## What to produce:
From the line with "Q: Report x and y for each instance of the bare" through the final line, transcribe the material below character for character; include no other lines.

Coordinate annotation records
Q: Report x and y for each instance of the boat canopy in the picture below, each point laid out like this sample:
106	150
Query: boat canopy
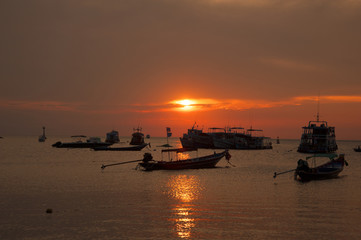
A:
179	150
330	155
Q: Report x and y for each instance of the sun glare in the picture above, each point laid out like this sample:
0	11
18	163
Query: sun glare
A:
185	104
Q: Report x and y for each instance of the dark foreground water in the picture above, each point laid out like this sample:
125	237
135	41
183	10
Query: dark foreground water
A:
241	202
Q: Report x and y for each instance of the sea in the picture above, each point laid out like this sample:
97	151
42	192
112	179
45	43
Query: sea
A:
52	193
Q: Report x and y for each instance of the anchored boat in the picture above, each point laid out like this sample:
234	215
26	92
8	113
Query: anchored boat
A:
208	161
330	169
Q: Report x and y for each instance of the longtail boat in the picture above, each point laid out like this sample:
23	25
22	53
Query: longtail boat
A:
330	169
208	161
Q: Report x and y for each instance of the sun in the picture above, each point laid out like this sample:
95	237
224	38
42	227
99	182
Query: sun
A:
184	104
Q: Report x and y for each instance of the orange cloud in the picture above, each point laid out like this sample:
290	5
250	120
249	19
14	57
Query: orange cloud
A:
181	105
38	105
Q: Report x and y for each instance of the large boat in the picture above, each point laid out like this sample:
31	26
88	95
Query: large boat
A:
208	161
137	137
112	137
92	142
318	137
225	138
42	138
330	169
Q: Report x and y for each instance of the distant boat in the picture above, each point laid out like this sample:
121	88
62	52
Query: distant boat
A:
331	169
112	137
131	148
225	138
357	149
208	161
137	137
92	142
318	137
42	138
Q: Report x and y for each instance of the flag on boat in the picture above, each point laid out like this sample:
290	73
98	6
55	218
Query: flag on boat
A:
169	134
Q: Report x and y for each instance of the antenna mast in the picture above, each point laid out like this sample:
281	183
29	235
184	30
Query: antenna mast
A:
318	108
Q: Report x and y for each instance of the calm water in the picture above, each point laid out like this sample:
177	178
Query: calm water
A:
241	202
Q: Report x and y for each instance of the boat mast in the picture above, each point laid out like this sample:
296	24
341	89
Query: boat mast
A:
318	109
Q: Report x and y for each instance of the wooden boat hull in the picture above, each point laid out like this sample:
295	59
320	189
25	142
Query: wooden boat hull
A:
209	161
132	148
328	170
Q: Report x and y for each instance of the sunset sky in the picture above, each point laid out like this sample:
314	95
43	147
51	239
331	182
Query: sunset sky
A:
90	66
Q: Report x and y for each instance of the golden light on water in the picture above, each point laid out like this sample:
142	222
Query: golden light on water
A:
184	189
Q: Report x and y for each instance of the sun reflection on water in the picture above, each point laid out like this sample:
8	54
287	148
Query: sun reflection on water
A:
185	189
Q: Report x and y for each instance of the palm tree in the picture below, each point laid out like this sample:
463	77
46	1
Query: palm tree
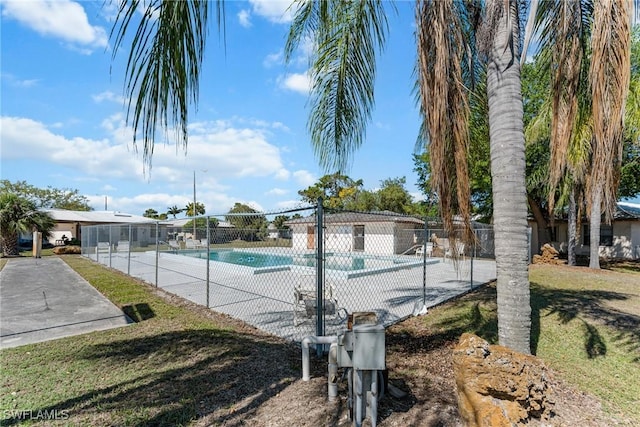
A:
163	74
198	211
343	71
174	210
19	215
587	125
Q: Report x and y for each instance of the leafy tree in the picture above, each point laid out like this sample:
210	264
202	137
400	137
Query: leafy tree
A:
201	227
19	215
251	224
53	198
587	49
393	196
338	191
346	37
199	209
174	210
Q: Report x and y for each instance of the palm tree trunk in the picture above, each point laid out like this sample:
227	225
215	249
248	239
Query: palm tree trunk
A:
571	222
542	224
594	228
10	244
509	191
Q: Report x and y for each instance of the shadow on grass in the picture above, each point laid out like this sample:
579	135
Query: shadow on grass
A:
139	312
477	314
589	306
176	377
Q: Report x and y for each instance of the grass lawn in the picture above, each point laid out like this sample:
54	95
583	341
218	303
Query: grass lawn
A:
181	364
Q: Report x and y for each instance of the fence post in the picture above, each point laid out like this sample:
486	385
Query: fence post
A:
157	249
208	245
111	246
319	273
473	255
129	254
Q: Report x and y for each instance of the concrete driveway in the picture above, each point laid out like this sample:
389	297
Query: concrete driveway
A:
44	299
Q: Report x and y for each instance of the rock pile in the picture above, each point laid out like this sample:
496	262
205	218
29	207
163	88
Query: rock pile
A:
548	255
498	386
70	249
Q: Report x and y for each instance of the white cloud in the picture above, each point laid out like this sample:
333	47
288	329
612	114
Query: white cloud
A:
26	138
297	82
276	192
273	59
304	178
276	11
244	17
13	81
109	96
282	174
62	19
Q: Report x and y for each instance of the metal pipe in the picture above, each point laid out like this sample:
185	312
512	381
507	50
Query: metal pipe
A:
319	273
333	371
305	351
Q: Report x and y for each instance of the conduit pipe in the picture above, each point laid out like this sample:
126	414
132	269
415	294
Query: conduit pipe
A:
333	361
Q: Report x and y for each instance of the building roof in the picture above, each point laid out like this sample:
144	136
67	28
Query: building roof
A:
358	217
182	221
106	217
627	210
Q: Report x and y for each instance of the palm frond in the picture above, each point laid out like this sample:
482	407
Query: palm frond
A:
609	78
347	35
164	63
444	102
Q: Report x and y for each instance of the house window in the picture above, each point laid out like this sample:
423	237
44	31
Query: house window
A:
606	235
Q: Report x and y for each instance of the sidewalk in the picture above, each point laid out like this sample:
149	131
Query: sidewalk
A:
44	299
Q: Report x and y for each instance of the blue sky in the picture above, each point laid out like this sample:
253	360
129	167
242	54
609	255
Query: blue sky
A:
63	115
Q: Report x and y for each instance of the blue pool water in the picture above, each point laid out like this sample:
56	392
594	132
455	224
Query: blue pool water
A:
348	263
250	259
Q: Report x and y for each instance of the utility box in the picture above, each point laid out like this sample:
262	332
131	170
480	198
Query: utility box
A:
37	244
369	347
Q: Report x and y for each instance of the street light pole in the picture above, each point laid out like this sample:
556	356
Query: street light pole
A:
194	205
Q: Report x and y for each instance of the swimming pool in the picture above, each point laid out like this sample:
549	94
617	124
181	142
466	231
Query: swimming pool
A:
247	259
349	264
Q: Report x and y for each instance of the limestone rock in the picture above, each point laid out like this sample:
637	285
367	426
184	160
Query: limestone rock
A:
548	255
498	386
62	250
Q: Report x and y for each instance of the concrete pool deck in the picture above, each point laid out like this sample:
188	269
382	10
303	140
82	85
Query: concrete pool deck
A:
266	300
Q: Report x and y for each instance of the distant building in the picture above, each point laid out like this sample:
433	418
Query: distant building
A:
69	223
620	240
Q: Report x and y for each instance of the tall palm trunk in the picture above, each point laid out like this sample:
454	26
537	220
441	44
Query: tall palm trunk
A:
10	244
508	177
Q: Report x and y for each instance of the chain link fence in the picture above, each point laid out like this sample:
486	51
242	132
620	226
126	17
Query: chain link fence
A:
300	272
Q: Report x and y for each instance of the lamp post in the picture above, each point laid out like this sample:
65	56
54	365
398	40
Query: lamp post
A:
194	205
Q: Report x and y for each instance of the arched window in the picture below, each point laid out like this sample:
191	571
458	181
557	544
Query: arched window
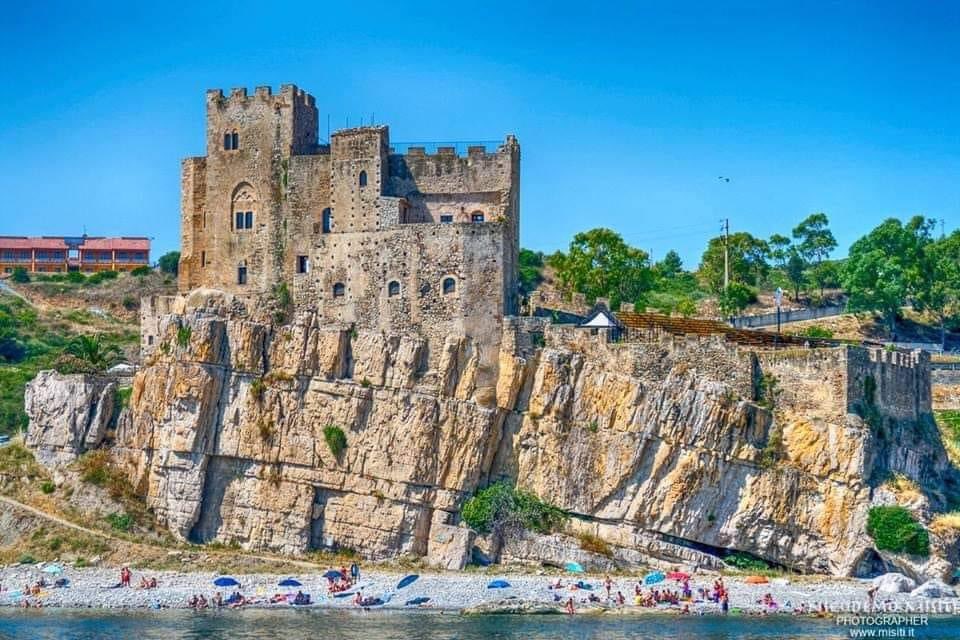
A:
244	203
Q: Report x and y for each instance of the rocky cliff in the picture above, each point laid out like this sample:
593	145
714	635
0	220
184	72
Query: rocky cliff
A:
677	448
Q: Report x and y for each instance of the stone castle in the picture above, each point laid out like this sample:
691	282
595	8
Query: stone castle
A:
359	234
674	441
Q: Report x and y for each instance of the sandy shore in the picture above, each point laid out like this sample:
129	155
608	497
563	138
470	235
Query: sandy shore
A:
89	587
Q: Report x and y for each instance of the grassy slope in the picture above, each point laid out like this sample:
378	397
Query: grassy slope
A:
55	312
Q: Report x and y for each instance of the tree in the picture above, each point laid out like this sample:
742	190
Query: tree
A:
600	264
93	351
748	263
780	250
815	243
796	270
886	266
939	287
670	266
735	298
170	262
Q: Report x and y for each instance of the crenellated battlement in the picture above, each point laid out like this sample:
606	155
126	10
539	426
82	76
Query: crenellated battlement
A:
289	93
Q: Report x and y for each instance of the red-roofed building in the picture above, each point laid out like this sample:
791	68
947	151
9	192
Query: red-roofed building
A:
59	254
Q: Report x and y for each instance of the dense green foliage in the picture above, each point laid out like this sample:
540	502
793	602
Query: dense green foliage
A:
504	510
169	262
335	438
31	341
599	264
895	529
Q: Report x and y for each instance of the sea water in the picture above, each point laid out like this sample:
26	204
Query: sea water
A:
377	625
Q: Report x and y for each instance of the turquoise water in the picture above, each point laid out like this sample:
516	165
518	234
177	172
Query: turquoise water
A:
293	625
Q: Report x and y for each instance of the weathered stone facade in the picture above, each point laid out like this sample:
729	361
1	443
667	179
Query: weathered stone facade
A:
362	236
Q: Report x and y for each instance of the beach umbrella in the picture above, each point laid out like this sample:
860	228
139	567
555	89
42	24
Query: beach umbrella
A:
654	578
226	581
407	581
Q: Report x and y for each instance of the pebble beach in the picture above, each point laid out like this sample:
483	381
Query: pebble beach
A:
447	592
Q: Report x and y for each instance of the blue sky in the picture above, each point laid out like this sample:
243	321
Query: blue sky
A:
626	113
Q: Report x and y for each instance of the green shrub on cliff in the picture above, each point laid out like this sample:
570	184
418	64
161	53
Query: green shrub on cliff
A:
895	529
335	438
503	509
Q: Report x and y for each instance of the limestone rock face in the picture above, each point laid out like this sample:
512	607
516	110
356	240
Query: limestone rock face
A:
69	414
682	449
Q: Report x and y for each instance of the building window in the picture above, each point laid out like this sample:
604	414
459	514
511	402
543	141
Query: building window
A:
244	204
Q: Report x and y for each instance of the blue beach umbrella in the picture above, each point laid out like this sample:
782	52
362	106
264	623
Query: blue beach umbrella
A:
226	581
407	581
654	578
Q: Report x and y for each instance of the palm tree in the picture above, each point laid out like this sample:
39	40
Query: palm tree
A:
93	351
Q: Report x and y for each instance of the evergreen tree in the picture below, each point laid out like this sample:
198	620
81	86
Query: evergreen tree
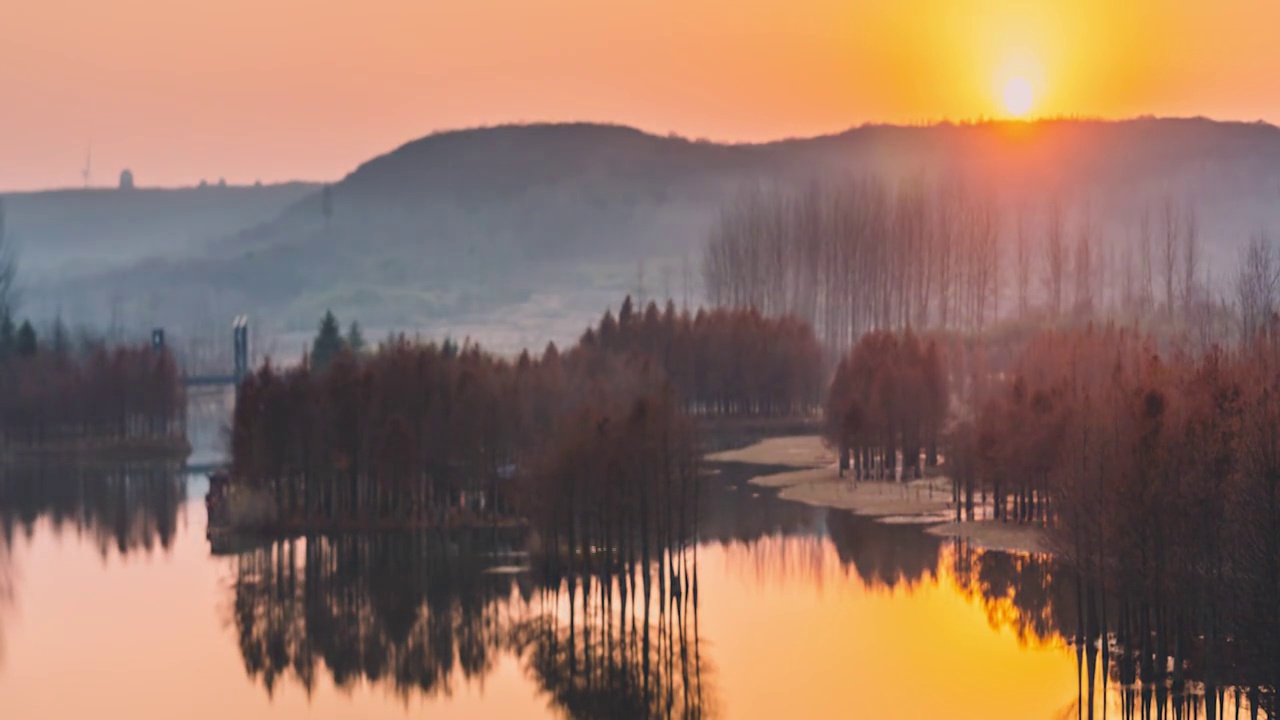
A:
328	342
355	338
60	338
26	341
449	349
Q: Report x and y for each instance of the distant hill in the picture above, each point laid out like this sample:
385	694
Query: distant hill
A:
68	233
521	232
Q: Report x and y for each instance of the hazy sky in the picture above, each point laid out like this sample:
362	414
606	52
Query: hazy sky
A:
182	90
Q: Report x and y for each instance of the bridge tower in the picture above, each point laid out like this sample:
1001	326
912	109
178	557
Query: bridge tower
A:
240	345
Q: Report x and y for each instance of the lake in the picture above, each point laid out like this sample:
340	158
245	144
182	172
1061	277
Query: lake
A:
112	605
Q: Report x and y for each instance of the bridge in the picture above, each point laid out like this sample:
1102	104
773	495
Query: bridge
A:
240	354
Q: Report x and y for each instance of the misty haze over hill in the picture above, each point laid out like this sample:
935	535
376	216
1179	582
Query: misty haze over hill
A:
516	235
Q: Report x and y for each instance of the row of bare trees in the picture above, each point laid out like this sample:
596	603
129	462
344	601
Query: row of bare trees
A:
106	399
722	361
890	395
1159	477
589	446
855	254
585	442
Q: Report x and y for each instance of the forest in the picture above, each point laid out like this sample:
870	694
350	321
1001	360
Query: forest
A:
1157	475
869	253
54	397
595	446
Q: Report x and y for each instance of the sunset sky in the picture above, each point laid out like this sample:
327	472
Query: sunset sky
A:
272	90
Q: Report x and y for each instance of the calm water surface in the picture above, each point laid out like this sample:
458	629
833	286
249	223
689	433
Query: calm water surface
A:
112	605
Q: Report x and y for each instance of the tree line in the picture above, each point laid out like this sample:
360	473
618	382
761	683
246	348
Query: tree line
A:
856	254
99	397
888	396
722	361
439	433
1157	474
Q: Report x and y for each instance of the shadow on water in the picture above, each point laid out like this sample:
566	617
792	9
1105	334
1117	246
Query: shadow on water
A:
421	613
122	509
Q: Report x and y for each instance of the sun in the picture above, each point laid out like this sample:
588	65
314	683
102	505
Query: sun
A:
1018	96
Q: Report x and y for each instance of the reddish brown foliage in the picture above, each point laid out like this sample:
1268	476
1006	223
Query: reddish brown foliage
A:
888	395
112	397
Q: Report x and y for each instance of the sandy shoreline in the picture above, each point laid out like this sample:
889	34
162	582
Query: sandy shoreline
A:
816	481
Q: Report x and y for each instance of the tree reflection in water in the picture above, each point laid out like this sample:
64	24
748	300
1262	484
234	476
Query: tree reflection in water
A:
123	507
421	611
126	507
609	654
410	610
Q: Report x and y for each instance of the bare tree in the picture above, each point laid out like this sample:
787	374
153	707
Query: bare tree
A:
1170	238
1191	255
1055	256
1257	283
1023	254
8	270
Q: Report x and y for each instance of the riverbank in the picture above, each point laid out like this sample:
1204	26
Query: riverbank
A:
92	451
816	481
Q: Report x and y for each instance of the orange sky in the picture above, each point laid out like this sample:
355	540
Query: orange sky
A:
269	90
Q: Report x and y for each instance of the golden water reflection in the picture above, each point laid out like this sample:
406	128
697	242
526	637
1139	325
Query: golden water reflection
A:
796	613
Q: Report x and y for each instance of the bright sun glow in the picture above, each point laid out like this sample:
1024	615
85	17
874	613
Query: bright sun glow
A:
1018	96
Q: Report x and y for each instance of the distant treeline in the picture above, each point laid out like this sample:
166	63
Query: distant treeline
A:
1159	477
851	255
890	395
593	446
90	399
722	361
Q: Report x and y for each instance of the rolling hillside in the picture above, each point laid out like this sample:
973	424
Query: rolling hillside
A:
520	233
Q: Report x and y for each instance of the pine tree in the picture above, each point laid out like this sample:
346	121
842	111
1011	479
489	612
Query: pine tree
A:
328	342
60	338
355	338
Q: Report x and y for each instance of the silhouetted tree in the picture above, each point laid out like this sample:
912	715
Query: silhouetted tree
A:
328	342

## Exercise solution:
Q: Report x and y for each instance of the bare tree in the picture above, each point laid out like this sample:
787	374
153	707
Query: bare tree
A:
1170	238
1191	255
1055	256
1257	283
1023	254
8	270
Q: Report x and y for each instance of the riverbank in the picture above, each point laid out like this sample:
1204	26
Query: riverbank
A:
92	451
816	481
Q: Report x and y for each instance of the orange sky in the picture above, each point laid out like this sample:
355	540
Query: orange sky
A:
269	90
Q: Report x and y for each instance of the golden water reflection in the picture above, each point laid out like this sample:
406	128
697	242
526	637
1139	325
Query: golden water reflection
A:
796	613
Q: Report x and y for each instance of the bright sun glow in the picture above, each point laid out like this sample:
1024	615
85	17
874	613
Query: bright sun glow
A:
1018	96
Q: Report x and y for each instance of the distant treeline in the picture above, each point laid out like this sample:
166	63
Query: distant treeline
A:
1159	477
851	255
890	395
593	446
90	399
722	361
Q: Report x and y for each instance of the rolling hillside in the picture above, each point laid out like this sample:
973	424
Query: rolling hillside
A:
520	233
Q: Report x and y for each instance of the pine tree in the picture above, each point laid out like this sample:
346	121
842	111
1011	479
489	612
Query: pine tree
A:
328	342
60	338
355	338
Q: Report x and y for each instance of the silhouetted tree in the picture above, each point laid out like this sample:
912	715
Query: silhouetted tree
A:
328	342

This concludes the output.